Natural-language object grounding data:
* * *

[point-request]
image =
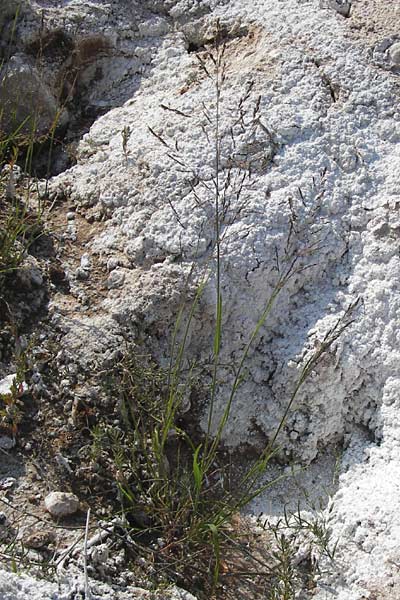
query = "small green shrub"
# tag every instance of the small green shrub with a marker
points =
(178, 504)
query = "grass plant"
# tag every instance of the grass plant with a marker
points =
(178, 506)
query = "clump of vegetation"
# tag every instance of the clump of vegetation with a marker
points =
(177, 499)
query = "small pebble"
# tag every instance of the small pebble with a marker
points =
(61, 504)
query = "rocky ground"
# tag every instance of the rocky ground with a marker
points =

* * *

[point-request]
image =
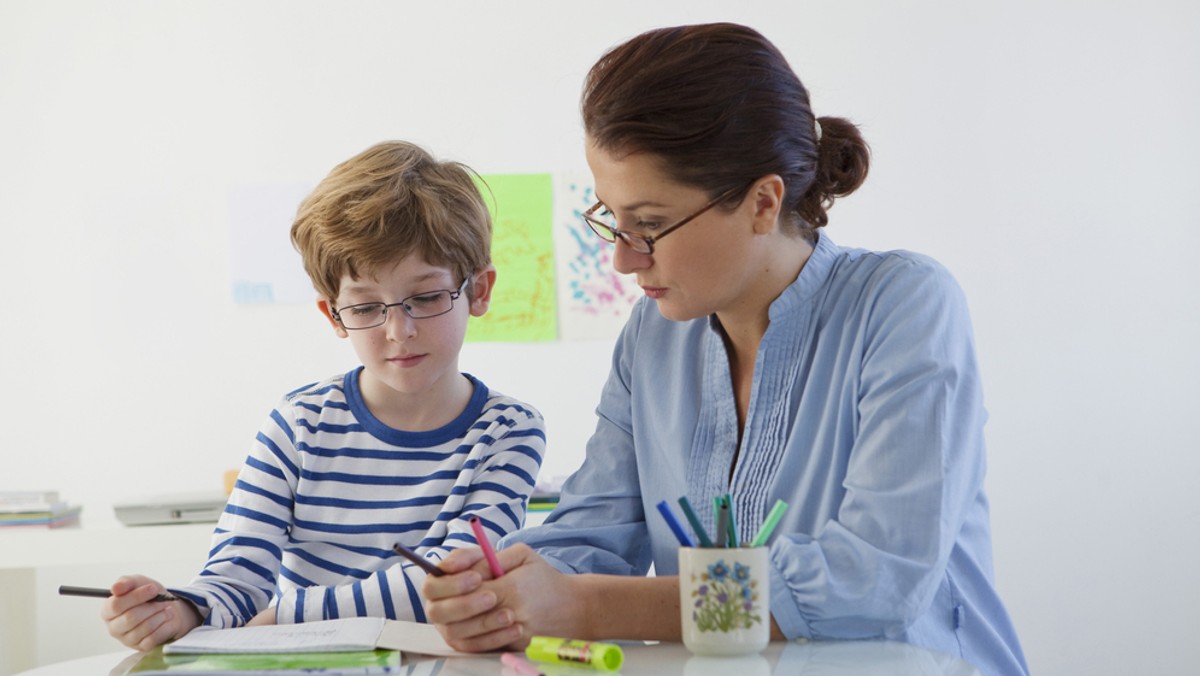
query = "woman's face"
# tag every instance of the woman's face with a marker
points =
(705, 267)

* * *

**ACTIVITY**
Gather each line of the records holding the string "rocky".

**YOUR SOLUTION**
query = "rocky ground"
# tag every instance of the rocky ground with a marker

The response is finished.